Directions =>
Repeat every one of the entries below word for word, leaving out the pictures.
★ ★ ★
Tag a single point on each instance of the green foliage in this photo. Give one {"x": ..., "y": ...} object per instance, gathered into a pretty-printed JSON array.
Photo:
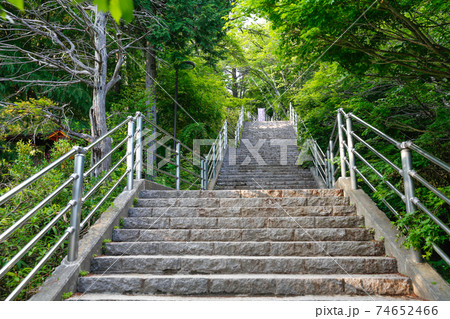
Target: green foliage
[
  {"x": 406, "y": 111},
  {"x": 119, "y": 9}
]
★ ★ ★
Task result =>
Tag a single point on each instance of the green foliage in this photo. Give one {"x": ..., "y": ...} object per instance, gathered into a pretty-printed JSON array.
Photo:
Target: green foliage
[
  {"x": 406, "y": 111},
  {"x": 119, "y": 9}
]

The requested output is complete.